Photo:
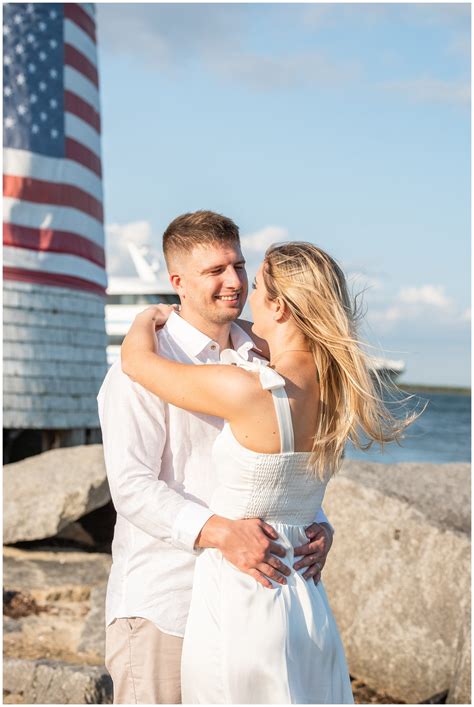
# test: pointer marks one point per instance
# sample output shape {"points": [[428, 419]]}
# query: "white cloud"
{"points": [[426, 294], [265, 72], [363, 281], [117, 238], [429, 90], [258, 241], [423, 306]]}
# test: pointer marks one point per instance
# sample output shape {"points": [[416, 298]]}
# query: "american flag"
{"points": [[53, 230]]}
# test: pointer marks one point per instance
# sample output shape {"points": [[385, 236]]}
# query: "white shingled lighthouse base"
{"points": [[54, 349]]}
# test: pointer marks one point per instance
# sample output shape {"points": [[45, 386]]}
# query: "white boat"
{"points": [[388, 368], [128, 296]]}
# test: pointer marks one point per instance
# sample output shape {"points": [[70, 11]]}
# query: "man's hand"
{"points": [[315, 550], [249, 545]]}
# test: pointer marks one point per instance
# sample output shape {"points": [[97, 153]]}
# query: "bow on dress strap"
{"points": [[270, 379]]}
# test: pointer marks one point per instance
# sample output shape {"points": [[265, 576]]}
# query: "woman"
{"points": [[286, 427]]}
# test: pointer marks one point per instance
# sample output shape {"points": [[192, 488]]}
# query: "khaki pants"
{"points": [[144, 662]]}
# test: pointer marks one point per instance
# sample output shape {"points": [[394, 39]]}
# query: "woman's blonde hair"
{"points": [[313, 287]]}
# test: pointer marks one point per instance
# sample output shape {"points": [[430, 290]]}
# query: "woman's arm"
{"points": [[261, 344], [211, 389]]}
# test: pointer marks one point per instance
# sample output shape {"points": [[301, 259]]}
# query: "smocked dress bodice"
{"points": [[274, 487]]}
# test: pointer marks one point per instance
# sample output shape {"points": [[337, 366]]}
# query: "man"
{"points": [[161, 478]]}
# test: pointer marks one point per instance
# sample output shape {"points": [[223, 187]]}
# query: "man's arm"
{"points": [[134, 435]]}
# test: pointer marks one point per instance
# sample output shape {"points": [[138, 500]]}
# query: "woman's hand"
{"points": [[159, 313], [141, 338]]}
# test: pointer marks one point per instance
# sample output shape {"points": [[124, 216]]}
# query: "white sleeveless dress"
{"points": [[244, 643]]}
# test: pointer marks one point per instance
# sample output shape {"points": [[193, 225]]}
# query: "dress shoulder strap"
{"points": [[273, 381], [285, 424]]}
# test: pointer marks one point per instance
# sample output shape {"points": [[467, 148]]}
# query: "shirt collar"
{"points": [[193, 341]]}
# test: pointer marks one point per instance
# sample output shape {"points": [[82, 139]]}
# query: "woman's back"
{"points": [[256, 427], [245, 644]]}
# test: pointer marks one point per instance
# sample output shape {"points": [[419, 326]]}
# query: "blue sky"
{"points": [[345, 125]]}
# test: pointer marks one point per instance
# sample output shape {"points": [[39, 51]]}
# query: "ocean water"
{"points": [[441, 434]]}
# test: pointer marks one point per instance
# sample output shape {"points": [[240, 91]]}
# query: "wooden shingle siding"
{"points": [[54, 349]]}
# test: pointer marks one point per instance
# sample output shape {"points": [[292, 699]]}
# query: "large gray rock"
{"points": [[56, 683], [398, 576], [461, 683], [48, 576], [93, 634], [44, 493]]}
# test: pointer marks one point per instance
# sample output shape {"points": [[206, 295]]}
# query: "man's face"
{"points": [[212, 282]]}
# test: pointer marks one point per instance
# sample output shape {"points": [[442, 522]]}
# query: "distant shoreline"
{"points": [[423, 388]]}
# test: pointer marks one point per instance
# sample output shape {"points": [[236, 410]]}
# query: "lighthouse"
{"points": [[53, 231]]}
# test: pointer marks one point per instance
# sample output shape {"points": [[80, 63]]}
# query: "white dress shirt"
{"points": [[158, 461]]}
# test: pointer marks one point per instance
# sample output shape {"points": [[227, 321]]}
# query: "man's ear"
{"points": [[177, 283], [281, 311]]}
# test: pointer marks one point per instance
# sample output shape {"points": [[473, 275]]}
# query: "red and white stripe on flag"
{"points": [[53, 230]]}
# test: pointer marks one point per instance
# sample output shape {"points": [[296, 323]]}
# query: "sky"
{"points": [[347, 125]]}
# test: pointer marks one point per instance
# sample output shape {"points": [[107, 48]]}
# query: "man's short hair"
{"points": [[197, 229]]}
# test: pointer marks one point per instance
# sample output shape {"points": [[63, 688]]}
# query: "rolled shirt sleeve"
{"points": [[134, 435]]}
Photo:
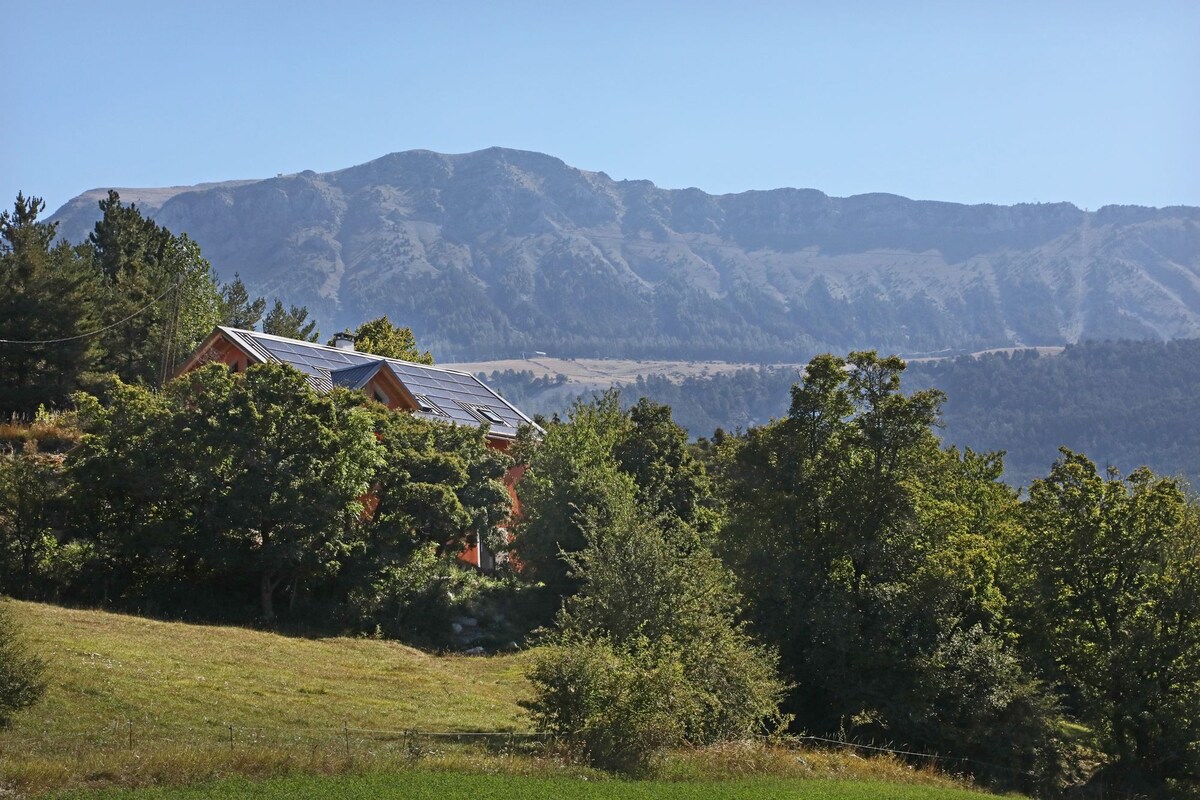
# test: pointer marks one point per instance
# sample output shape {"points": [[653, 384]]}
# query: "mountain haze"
{"points": [[491, 253]]}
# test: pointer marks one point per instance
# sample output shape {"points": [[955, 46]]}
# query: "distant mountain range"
{"points": [[497, 252]]}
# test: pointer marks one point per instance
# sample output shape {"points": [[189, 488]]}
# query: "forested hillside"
{"points": [[1123, 402]]}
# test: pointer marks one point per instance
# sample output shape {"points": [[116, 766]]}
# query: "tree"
{"points": [[31, 488], [571, 475], [1110, 569], [160, 298], [291, 323], [237, 307], [648, 653], [586, 464], [381, 337], [869, 554], [22, 675], [45, 306], [250, 474]]}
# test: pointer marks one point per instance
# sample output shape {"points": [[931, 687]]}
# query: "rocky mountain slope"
{"points": [[497, 252]]}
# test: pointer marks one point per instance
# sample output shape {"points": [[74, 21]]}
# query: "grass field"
{"points": [[147, 705], [450, 786]]}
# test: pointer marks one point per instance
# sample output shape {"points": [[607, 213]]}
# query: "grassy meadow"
{"points": [[451, 786], [145, 708]]}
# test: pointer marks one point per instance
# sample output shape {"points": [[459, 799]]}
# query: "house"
{"points": [[430, 392]]}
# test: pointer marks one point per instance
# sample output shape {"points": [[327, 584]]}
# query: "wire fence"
{"points": [[354, 743], [347, 740]]}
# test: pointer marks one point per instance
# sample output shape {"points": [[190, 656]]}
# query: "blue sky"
{"points": [[976, 102]]}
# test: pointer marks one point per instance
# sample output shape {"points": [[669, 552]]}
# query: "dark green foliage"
{"points": [[582, 469], [869, 554], [45, 295], [31, 504], [1110, 577], [237, 307], [648, 654], [381, 337], [22, 674], [291, 323], [249, 476], [159, 296]]}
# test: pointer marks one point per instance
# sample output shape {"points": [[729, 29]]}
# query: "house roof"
{"points": [[442, 395]]}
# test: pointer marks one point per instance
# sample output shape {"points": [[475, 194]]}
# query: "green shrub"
{"points": [[622, 705], [648, 655], [22, 675]]}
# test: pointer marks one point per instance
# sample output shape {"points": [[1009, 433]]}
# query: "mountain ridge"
{"points": [[497, 251]]}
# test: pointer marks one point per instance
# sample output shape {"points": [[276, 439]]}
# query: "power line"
{"points": [[99, 331]]}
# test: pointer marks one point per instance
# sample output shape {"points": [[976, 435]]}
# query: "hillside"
{"points": [[189, 683], [135, 702], [497, 252], [1122, 403]]}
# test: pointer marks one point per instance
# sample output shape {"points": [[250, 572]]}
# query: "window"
{"points": [[487, 414], [429, 407]]}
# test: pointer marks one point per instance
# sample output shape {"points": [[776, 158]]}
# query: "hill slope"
{"points": [[495, 252], [191, 681]]}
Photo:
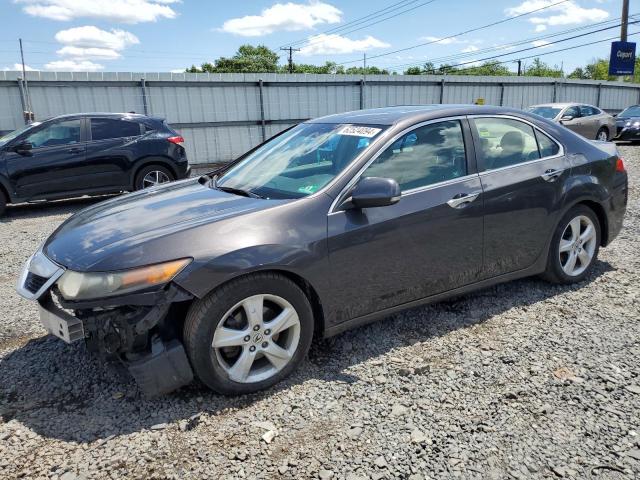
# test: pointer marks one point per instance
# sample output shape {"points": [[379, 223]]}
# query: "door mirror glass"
{"points": [[23, 147], [374, 192]]}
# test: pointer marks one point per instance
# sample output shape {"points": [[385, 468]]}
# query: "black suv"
{"points": [[88, 154]]}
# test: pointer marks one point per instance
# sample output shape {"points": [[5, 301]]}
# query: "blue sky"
{"points": [[168, 35]]}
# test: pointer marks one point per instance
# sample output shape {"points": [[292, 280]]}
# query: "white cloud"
{"points": [[124, 11], [324, 44], [73, 66], [441, 41], [17, 67], [283, 16], [93, 37], [540, 43], [92, 43], [567, 13]]}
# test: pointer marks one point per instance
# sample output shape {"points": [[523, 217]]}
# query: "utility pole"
{"points": [[624, 20], [28, 115], [290, 50]]}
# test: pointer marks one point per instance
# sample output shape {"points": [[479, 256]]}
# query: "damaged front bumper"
{"points": [[141, 330]]}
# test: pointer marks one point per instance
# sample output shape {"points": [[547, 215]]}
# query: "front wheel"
{"points": [[249, 334], [602, 135], [574, 247], [153, 175]]}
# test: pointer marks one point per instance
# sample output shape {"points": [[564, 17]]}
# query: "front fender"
{"points": [[203, 276]]}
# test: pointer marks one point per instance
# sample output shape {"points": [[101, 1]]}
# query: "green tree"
{"points": [[248, 59], [540, 69]]}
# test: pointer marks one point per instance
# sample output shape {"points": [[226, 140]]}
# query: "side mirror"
{"points": [[374, 192], [23, 148]]}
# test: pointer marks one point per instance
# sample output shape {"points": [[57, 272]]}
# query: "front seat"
{"points": [[512, 145]]}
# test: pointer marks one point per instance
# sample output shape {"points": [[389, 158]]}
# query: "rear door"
{"points": [[427, 243], [55, 166], [522, 171], [111, 151]]}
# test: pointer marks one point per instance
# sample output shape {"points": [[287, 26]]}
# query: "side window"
{"points": [[571, 112], [505, 142], [548, 147], [59, 133], [426, 155], [586, 111], [104, 128]]}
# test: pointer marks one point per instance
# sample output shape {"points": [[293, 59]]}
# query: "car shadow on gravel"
{"points": [[60, 391], [42, 209]]}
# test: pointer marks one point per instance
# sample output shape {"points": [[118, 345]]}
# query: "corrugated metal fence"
{"points": [[224, 115]]}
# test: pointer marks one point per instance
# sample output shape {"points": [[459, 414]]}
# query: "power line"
{"points": [[516, 43], [538, 54], [460, 33], [316, 41]]}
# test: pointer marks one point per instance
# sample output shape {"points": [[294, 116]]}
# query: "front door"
{"points": [[427, 243], [54, 166], [522, 172]]}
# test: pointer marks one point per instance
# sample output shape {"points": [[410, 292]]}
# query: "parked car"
{"points": [[628, 124], [586, 120], [88, 154], [329, 225]]}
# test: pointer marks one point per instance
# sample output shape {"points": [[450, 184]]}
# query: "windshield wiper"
{"points": [[236, 191]]}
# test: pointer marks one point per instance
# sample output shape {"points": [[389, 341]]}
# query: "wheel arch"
{"points": [[150, 160]]}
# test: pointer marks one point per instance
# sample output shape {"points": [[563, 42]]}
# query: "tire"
{"points": [[160, 173], [604, 133], [218, 333], [3, 203], [558, 263]]}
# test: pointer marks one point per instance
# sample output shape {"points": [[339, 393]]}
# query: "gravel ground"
{"points": [[523, 380]]}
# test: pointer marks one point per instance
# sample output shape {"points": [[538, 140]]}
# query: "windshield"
{"points": [[546, 112], [299, 162], [11, 135], [630, 112]]}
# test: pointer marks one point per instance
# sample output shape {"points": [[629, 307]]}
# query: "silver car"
{"points": [[586, 120]]}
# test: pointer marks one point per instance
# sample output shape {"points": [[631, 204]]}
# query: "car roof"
{"points": [[415, 113], [561, 104]]}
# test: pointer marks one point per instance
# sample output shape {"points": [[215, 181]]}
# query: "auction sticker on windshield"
{"points": [[359, 131]]}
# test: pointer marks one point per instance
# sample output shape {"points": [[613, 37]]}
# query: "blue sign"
{"points": [[623, 58]]}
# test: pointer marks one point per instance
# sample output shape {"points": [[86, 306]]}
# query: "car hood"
{"points": [[124, 232]]}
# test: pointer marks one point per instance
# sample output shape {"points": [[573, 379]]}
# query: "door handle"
{"points": [[551, 175], [462, 199]]}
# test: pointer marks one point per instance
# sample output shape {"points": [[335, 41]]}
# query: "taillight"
{"points": [[178, 140]]}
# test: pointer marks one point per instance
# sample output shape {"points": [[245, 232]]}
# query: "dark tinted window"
{"points": [[547, 146], [586, 111], [571, 112], [505, 142], [426, 155], [59, 133], [103, 128]]}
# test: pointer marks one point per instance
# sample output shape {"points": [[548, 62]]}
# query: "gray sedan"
{"points": [[586, 120]]}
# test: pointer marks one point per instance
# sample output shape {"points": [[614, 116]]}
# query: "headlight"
{"points": [[83, 286]]}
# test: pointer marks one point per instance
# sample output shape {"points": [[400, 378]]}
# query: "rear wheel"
{"points": [[249, 334], [153, 175], [602, 135], [3, 203], [574, 247]]}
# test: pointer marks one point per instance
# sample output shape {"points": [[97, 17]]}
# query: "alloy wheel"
{"points": [[256, 338], [153, 178], [577, 245]]}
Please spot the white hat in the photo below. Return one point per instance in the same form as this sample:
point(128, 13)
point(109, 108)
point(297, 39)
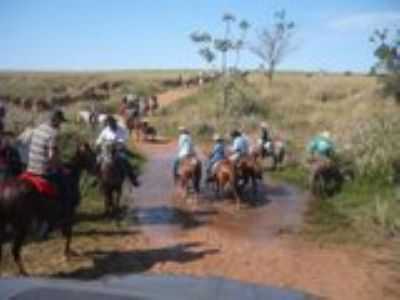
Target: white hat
point(217, 137)
point(326, 134)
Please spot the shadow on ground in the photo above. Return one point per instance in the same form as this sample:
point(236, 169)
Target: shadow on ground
point(138, 261)
point(167, 215)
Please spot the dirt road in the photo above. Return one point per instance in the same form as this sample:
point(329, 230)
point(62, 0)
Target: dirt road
point(257, 244)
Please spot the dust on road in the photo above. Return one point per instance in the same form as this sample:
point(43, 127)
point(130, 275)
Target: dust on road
point(256, 244)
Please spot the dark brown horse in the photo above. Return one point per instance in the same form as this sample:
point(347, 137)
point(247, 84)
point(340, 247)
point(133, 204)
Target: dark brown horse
point(225, 177)
point(21, 204)
point(111, 177)
point(249, 171)
point(154, 104)
point(190, 171)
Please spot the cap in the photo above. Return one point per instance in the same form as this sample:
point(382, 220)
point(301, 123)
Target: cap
point(58, 115)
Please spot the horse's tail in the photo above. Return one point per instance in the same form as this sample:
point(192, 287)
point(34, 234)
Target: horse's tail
point(197, 176)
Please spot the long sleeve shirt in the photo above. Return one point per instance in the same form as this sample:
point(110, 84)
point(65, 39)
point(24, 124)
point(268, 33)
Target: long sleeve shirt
point(185, 145)
point(240, 145)
point(109, 136)
point(218, 152)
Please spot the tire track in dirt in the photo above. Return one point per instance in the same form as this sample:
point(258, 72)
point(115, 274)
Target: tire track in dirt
point(254, 244)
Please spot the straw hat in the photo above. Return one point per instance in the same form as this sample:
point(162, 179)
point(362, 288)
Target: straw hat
point(326, 134)
point(217, 137)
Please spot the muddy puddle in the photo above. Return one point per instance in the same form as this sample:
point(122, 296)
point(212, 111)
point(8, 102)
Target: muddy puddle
point(161, 214)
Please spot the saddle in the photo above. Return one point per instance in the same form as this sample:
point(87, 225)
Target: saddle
point(215, 166)
point(42, 185)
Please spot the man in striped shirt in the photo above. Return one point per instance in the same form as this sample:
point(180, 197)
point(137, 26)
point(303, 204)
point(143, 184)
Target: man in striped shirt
point(44, 161)
point(43, 152)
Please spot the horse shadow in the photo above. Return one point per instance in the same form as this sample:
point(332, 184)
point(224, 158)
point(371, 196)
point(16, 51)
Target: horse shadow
point(247, 196)
point(166, 215)
point(137, 261)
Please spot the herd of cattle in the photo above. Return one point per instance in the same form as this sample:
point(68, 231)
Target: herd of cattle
point(61, 95)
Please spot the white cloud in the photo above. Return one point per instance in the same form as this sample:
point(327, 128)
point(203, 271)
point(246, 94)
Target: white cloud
point(366, 21)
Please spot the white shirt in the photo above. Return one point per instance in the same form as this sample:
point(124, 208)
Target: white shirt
point(109, 136)
point(185, 145)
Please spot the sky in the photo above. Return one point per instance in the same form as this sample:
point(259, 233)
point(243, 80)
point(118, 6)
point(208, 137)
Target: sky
point(145, 34)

● ● ● ● ● ● ●

* INSTRUCTIONS TO FOLLOW: Produce only the lines from the line containing "Please spot the herd" through the line containing "point(124, 208)", inclusive of both, exactly as they stand in the entries above.

* EXPECTED OUTPUT:
Please spot the herd of cattle in the photo above. Return one point per instance in the same form as this sample:
point(68, 231)
Target: herd of cattle
point(61, 95)
Please spot the white cloud in the photo above. Return one point per instance in the same form as this sample:
point(327, 128)
point(203, 271)
point(246, 94)
Target: white cloud
point(366, 21)
Please spot the white shirt in the photo above. Return one point per instance in the same form as this sample:
point(124, 208)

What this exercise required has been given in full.